***** Material for this exercise
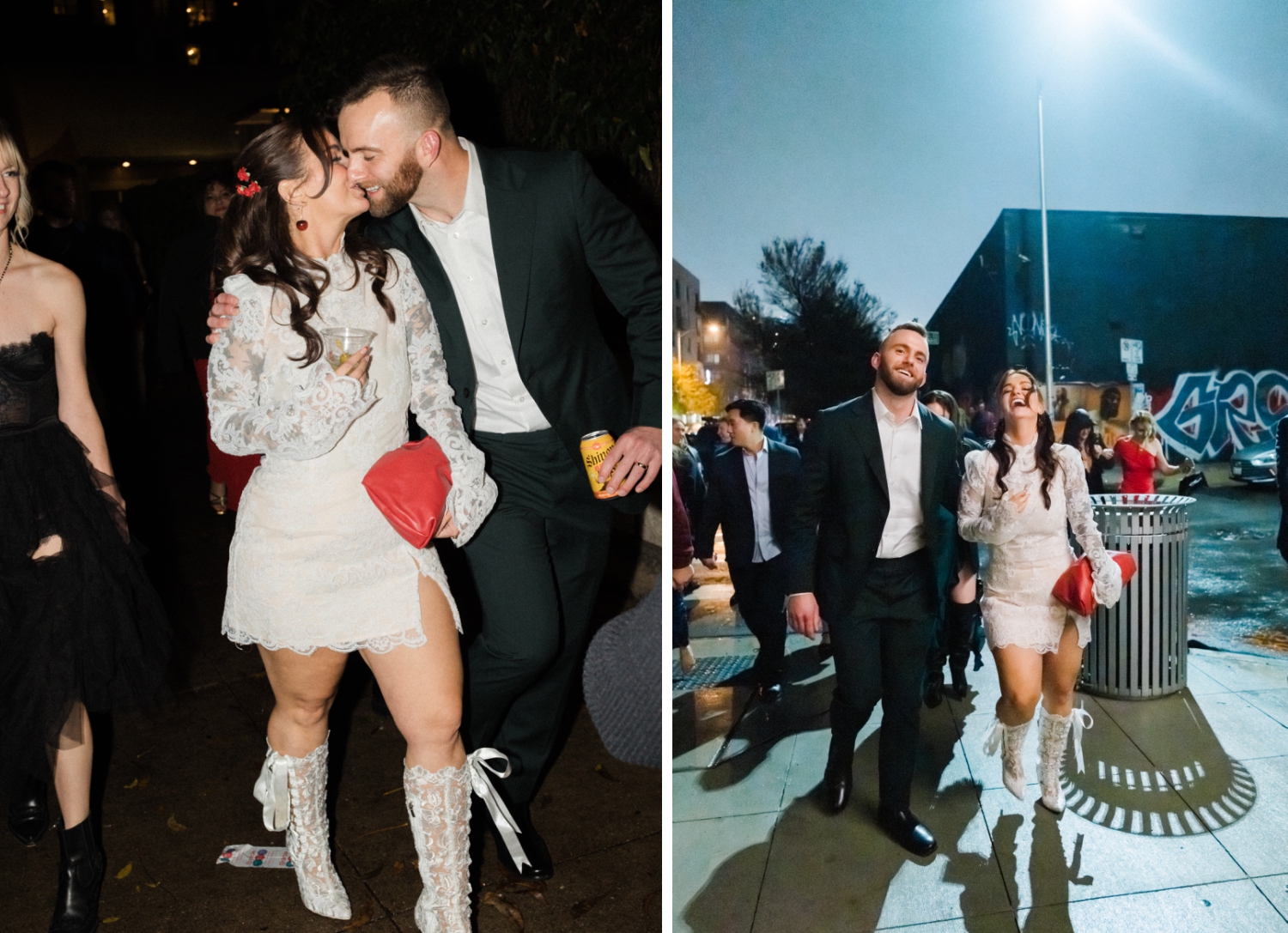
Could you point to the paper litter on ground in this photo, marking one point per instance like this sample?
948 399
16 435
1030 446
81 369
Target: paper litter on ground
246 856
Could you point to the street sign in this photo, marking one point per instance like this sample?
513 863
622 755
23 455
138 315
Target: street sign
1131 350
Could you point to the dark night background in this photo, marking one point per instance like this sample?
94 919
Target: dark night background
175 88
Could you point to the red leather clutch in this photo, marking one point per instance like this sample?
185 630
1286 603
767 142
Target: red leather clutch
410 488
1073 588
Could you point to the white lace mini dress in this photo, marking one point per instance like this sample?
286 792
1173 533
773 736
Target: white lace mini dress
1028 549
313 562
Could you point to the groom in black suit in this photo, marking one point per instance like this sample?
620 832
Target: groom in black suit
507 246
871 551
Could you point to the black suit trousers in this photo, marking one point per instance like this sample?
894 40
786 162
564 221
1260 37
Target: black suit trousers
762 591
538 562
880 652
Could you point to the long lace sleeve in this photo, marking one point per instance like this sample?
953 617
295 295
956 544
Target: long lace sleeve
473 490
1107 578
975 521
241 422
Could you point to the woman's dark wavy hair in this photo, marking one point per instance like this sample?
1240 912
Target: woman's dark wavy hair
1074 424
1001 448
255 234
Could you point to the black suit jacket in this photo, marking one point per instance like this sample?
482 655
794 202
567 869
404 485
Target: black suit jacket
554 227
844 502
728 502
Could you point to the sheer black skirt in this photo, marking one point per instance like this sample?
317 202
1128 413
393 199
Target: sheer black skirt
82 624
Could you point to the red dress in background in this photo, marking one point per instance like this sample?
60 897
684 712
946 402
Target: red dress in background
1138 466
223 467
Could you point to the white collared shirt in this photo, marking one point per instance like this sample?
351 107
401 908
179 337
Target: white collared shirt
502 404
756 466
901 451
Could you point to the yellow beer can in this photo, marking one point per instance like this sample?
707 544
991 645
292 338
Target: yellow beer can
594 448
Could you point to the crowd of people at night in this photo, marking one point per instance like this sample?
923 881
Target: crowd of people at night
478 334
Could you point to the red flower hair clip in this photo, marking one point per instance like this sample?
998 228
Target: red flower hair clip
246 190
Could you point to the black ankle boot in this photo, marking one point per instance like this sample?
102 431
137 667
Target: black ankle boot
28 812
79 881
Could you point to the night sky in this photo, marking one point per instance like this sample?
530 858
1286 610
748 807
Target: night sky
896 131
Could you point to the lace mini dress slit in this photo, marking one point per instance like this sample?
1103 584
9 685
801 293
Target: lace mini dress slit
82 624
313 562
1028 549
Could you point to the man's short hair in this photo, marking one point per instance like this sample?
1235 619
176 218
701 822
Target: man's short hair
749 409
414 87
909 326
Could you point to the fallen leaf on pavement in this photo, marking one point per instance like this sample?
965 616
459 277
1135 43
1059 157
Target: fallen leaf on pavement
507 909
362 917
518 886
585 905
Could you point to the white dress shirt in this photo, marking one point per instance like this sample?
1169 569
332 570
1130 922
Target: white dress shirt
901 451
756 466
502 404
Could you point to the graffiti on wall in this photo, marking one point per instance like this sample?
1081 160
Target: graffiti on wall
1030 330
1211 416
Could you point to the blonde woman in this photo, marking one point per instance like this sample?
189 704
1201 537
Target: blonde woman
82 627
1018 498
1141 455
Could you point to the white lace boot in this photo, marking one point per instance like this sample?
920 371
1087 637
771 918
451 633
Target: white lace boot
1053 739
1012 742
438 809
294 796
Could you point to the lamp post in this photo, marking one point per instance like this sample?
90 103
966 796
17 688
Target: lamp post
1046 260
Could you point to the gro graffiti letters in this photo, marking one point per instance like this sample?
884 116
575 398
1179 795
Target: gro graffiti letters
1211 416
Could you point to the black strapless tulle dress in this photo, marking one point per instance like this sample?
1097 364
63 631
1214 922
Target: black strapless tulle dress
84 624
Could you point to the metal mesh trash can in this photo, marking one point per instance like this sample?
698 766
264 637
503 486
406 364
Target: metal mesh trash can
1139 646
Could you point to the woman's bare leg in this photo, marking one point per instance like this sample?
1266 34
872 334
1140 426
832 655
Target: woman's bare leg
304 688
963 591
74 765
422 686
1060 673
1019 670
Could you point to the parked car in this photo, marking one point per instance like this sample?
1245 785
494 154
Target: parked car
1256 463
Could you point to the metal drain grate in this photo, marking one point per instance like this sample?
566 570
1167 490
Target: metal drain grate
710 670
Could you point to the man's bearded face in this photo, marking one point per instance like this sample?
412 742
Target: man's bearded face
394 195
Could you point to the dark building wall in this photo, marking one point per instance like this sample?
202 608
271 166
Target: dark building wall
971 324
1205 294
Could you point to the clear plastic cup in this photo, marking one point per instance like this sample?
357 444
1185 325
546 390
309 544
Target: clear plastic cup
342 342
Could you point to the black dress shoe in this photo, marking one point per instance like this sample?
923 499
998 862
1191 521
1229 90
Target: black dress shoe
769 691
906 829
540 868
28 812
837 783
80 875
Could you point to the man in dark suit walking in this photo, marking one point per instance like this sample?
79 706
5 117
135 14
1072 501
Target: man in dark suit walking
507 246
751 493
871 551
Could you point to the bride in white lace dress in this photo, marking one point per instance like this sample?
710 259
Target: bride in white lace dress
316 570
1018 500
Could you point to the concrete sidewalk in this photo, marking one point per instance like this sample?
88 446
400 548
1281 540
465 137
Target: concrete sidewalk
1177 822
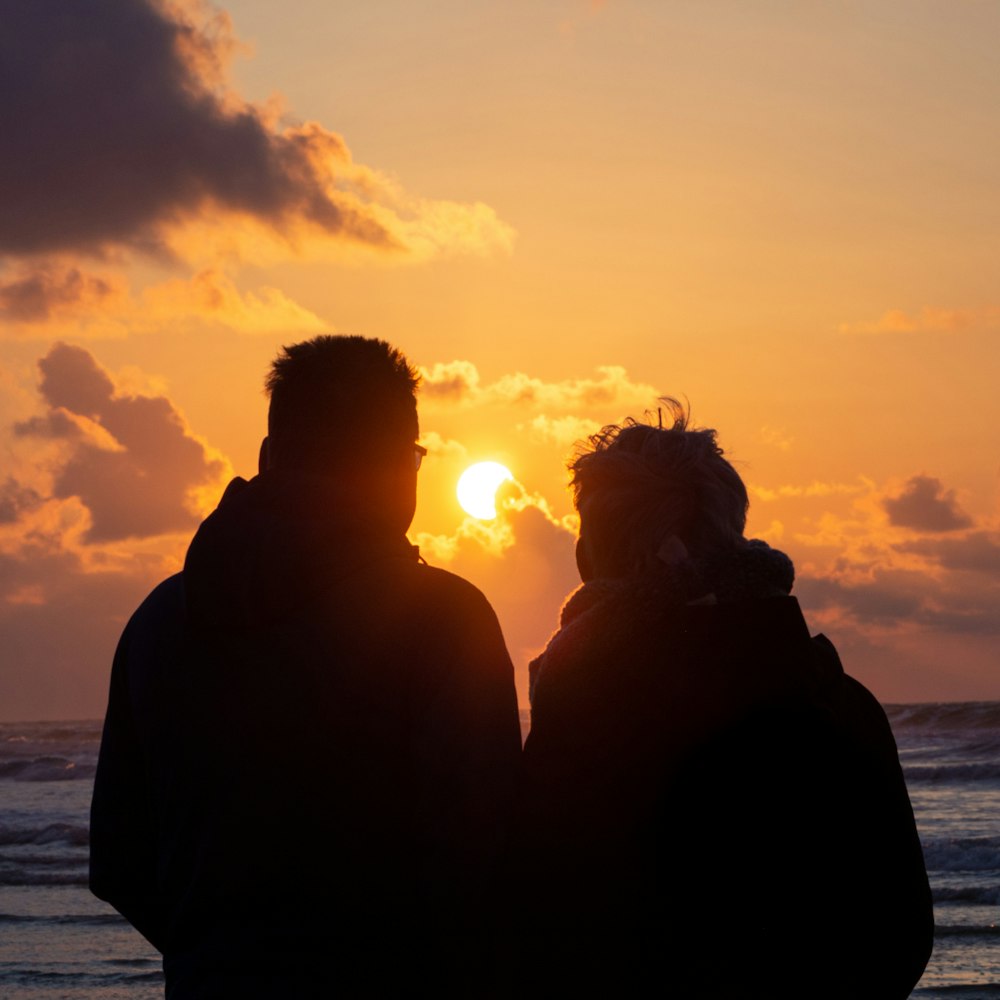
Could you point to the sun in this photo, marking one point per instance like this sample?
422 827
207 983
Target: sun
**********
Could you rewrite the listing above with every "in this photo" changed to "in this image" and nothing else altered? Leave out the pictures.

Could you point to the paper litter on ground in this image, marking one point per instance like this sample?
948 399
16 435
1030 446
81 369
Target: paper litter on ground
246 856
Could you point to the street sign in this image, marking one point per instance like this sample?
513 863
622 755
23 455
138 315
Target: street sign
1131 350
Could you point to the dark night background in this image, marking one point per instance like this sample?
94 919
Target: dark night background
175 88
Could you point to the red leather clutch in this image, marking one point per instance like this sample?
185 630
1286 603
767 142
Target: red leather clutch
410 488
1073 588
Could you point to the white lace mini dress in this image, marking one point per instance like this sample?
286 792
1173 533
773 736
Target: white lace mini dress
1028 549
313 562
Could you point to the groom in black suit in this image, marking one point per instance like this sample?
620 832
Target: groom in black suit
507 246
871 551
Could you point to the black suit trousers in this image, marking one point per instance like this sample?
894 40
786 162
564 221
1260 37
Target: black suit trousers
762 591
538 562
880 652
Could you point to the long lace sleeve in this image, marking one point per instance like this sample?
953 617
295 295
956 544
Target: long lace sleeve
473 490
1107 578
975 521
241 422
Could you point to the woman's dark wavy hair in this image, marking one point per instance like this sample?
1240 912
Target: woman's dark wavy hair
1074 424
1001 448
255 234
Could you point to the black suit jacket in this image, marking one point per instance like this sample?
482 655
794 202
567 869
404 485
Target: black suit jacket
554 227
844 502
728 502
Could you point to the sheer black skirt in this image, marking one point per instance like this sample?
317 202
1128 413
393 199
Target: sheer black skirt
82 624
Could you point to the red dress in background in this image, marking one point per instance like this sample?
60 897
684 712
946 402
Target: red dress in background
1138 466
223 467
Could you point to the white collared shirt in this image, marking one point per instance like this sample?
351 107
401 908
179 337
Target: white collared shirt
502 404
756 466
901 451
Could you point to the yellow beer can in this image, marking one point per instance like this sample?
707 544
991 645
292 338
Target: yellow beer can
594 448
Could you point to the crowd of people at night in this image, marking one point per instance like this sample?
923 881
Target: crowd of people at night
478 334
Could you point to the red flower hair clip in this image, marking one point per instance like this sample?
998 228
Target: red flower hair clip
246 190
Could you point to the black ankle boot in this image, marking one point per instance like this sample?
102 431
137 667
Target: black ankle boot
28 812
79 881
Could you point to the night sky in this image, marking one point per instance like this sample?
530 858
1286 610
748 807
Target: night sky
896 131
Could you point to the lace mini dress slit in this image, marking one point per instance like this sample?
1103 584
9 685
801 293
Target: lace mini dress slit
82 624
313 562
1028 549
Could you point to the man's short hair in this image, marking one point per instance like this sample?
1235 619
176 218
701 822
Target: man's short hair
749 409
414 87
909 326
Could you point to the fallen leaf on pavement in this image, marking one point per instance like this sample?
965 616
459 277
1135 43
1059 157
Target: fallen leaf on pavement
507 909
362 917
518 886
585 905
Could you point to the white dress shirt in this image, marking one point per instance like this sample?
1169 569
332 570
1130 922
Target: white dress shirt
901 451
756 466
502 404
Could you point to the graffiti on wall in this image, marking one point per instance like this sample?
1081 160
Target: graffiti on wall
1030 330
1211 416
Could you point to the blonde woman in this image, marking one point per instance like this sample?
189 704
1201 537
Target: blonde woman
82 627
1018 498
1141 455
Could you point to the white lace boot in this image, marking one point per instance like this sample?
920 371
1087 637
771 918
451 633
Target: white lace boot
1053 739
1012 742
438 809
294 796
Could you point to the lamp post in this image, marking one point per instance like this sample?
90 103
966 796
17 688
Target: lamp post
1046 260
Could you point to the gro graffiti letters in this image, marking one point per instance like this sample?
884 116
575 398
1179 795
Target: gro graffiti letters
1211 416
Could you point to the black strapless tulle dress in this image, marking one point per instance like this sample?
1097 364
63 631
1214 922
Target: black strapless tulle dress
84 624
Could you point to the metal mesh trash can in this image, marking one point per instance like this sample?
698 766
264 637
503 486
406 364
Target: metal mesh trash can
1139 646
Could you point to the woman's bare leg in this image, marking one point per instance like this sample?
1266 34
872 334
1140 426
832 655
Target: woman's bare leg
304 688
963 591
74 765
422 686
1060 673
1019 670
Could you point to the parked car in this image, marking one point per instance like this sample?
1245 785
494 154
Target: parked car
1256 463
Could you point to the metal drain grate in this image, marking one point per instance like this sample?
566 570
1167 490
Target: metal drain grate
710 670
Could you point to the man's bearded face in this image, marking one point per instance like this sample?
412 742
Target: man's bearded face
394 195
Could you point to the dark building wall in this image, marking one point per instance like this sample?
202 608
271 166
Target: dark building wall
971 324
1205 294
Could you point to the clear plastic cup in this image, marking one point per instance like this sample?
357 444
1185 325
546 390
309 544
Target: clear plastic cup
342 342
Could you point to the black dress shoe in this image, marking one point per instance like this sample?
923 499
998 862
1191 521
1229 90
Target: black dress shoe
769 691
906 829
540 868
28 812
837 783
80 875
Could you point to the man in dark suit walking in this image, marking one point per instance like this sample?
79 706
5 117
135 14
1072 501
Target: man in dark suit walking
507 246
751 493
871 551
Could you point to the bride in white lace dress in this image, marking one point per instance like this sample?
710 259
Target: bride in white lace dress
316 570
1018 500
Could you point to the concrete sidewalk in this image, marking one point per instance like this sample?
88 446
400 548
1281 540
465 137
Target: concrete sidewalk
1177 822
Could you point to the sun in this image, marking one point per instance like this sample?
422 827
207 983
Target: sun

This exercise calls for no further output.